**WHAT THE TASK REQUIRES**: Only lines with the string "exact" are wanted. Pull them out of the data.
========================
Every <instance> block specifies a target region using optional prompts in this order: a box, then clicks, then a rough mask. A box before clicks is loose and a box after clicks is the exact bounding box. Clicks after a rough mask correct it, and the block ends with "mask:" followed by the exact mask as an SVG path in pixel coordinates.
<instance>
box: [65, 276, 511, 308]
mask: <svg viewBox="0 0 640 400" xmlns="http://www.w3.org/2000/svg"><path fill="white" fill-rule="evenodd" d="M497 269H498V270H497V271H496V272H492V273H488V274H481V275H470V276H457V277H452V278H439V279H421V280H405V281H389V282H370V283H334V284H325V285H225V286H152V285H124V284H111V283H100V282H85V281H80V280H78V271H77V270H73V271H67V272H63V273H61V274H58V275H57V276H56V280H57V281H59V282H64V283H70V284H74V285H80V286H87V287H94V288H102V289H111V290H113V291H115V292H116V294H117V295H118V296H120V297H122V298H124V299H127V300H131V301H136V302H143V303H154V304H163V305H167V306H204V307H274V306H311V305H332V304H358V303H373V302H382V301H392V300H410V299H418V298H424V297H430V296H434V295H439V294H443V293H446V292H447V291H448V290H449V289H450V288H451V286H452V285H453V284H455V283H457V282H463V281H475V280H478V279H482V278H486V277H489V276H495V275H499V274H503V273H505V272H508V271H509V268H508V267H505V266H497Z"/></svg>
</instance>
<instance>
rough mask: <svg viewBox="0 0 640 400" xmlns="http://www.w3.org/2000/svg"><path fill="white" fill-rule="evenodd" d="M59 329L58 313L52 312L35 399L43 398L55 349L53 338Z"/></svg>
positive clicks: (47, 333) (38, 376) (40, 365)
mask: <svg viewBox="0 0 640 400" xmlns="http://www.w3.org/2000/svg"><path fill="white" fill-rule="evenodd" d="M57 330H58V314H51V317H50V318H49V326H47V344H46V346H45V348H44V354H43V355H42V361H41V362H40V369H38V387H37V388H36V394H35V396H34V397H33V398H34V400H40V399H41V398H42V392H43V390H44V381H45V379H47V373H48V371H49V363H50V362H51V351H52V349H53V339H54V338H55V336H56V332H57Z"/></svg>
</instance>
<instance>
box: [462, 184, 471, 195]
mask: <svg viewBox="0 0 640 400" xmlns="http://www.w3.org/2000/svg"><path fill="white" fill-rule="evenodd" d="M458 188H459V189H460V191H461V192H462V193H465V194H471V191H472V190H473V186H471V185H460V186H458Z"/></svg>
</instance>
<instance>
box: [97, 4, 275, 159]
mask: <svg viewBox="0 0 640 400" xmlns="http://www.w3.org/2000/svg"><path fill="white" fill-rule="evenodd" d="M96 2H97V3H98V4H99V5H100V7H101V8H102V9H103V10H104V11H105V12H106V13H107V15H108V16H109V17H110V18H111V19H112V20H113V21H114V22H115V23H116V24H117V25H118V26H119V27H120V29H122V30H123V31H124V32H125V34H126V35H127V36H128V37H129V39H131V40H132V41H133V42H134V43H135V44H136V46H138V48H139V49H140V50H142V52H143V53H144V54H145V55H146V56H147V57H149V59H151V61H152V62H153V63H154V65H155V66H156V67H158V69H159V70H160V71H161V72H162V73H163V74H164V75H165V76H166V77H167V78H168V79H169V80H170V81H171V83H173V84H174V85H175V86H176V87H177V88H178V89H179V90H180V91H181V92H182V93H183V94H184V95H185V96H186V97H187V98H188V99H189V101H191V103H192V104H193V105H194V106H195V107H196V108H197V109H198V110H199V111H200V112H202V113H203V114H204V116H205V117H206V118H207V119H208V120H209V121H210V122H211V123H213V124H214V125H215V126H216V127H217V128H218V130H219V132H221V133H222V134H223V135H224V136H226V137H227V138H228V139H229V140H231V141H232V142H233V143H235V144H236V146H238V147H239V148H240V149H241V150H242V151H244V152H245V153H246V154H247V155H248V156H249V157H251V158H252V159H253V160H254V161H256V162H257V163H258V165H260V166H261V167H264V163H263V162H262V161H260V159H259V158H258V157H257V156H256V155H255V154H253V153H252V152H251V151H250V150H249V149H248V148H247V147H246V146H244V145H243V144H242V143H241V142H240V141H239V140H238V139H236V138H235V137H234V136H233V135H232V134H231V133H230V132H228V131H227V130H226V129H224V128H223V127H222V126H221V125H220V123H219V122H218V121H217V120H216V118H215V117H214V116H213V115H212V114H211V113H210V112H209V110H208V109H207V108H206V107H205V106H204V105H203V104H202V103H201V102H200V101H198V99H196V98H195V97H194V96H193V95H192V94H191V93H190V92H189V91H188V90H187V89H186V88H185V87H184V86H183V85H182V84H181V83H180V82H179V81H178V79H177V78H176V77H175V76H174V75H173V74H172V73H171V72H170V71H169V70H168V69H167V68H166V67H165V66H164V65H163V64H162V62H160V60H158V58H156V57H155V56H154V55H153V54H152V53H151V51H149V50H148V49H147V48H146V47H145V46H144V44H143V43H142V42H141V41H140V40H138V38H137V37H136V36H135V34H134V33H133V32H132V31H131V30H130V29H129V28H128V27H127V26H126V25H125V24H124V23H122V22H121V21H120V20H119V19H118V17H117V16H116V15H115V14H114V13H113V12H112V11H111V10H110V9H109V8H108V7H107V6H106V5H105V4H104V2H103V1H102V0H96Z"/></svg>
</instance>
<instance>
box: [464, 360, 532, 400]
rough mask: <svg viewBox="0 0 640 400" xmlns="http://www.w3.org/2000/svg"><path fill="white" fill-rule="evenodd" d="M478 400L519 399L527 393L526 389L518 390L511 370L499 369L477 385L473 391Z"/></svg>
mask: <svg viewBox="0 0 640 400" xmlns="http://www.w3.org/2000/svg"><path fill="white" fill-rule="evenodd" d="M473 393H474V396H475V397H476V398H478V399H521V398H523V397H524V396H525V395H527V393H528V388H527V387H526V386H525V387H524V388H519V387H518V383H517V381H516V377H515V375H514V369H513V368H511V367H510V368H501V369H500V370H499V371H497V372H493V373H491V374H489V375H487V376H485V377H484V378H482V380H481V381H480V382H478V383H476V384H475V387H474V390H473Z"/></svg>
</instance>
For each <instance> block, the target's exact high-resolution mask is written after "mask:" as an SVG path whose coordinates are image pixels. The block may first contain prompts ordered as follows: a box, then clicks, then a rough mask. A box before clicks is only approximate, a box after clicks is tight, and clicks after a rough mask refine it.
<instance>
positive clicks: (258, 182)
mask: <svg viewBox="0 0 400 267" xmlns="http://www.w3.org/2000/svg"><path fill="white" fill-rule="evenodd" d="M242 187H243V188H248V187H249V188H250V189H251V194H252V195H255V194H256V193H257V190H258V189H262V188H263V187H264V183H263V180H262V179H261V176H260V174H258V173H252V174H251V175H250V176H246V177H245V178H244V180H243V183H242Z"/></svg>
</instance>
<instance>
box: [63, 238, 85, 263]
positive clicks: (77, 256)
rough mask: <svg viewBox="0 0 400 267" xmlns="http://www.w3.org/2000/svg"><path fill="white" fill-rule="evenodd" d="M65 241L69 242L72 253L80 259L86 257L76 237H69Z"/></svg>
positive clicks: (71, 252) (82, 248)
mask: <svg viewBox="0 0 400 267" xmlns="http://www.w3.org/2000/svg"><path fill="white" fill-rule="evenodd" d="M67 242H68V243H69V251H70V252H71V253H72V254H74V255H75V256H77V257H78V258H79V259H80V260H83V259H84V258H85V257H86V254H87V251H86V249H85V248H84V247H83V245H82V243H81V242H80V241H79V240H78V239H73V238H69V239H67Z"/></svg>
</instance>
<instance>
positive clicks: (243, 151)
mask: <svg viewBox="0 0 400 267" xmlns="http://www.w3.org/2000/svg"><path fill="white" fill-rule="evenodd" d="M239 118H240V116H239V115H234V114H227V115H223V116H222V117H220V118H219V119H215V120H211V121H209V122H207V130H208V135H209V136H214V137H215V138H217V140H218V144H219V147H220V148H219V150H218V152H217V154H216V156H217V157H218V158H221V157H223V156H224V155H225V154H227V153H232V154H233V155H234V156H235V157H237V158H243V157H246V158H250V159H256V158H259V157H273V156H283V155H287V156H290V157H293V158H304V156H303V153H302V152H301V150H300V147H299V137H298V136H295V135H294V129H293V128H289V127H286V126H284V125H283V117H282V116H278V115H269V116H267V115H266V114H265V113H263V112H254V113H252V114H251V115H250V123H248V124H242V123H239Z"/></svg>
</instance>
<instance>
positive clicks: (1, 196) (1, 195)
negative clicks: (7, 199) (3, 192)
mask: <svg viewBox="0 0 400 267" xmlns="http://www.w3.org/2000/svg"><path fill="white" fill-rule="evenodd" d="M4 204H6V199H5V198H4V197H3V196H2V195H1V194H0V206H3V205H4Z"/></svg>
========================
**SOLUTION FOR THIS TASK**:
Every <instance> block specifies a target region using optional prompts in this order: a box, then clicks, then a rough mask. A box before clicks is loose and a box after clicks is the exact bounding box. Clicks after a rough mask correct it, and the block ends with "mask:" followed by the exact mask as an SVG path in pixel coordinates.
For each <instance> block, the target's exact high-resolution mask is written after "mask:" as an SVG path whose coordinates are image pixels. The block may first contain prompts ordered as follows: a box, then clicks, then a rough mask. A box before clicks is only approximate, a box after clicks is tight, and clicks after a rough mask refine it.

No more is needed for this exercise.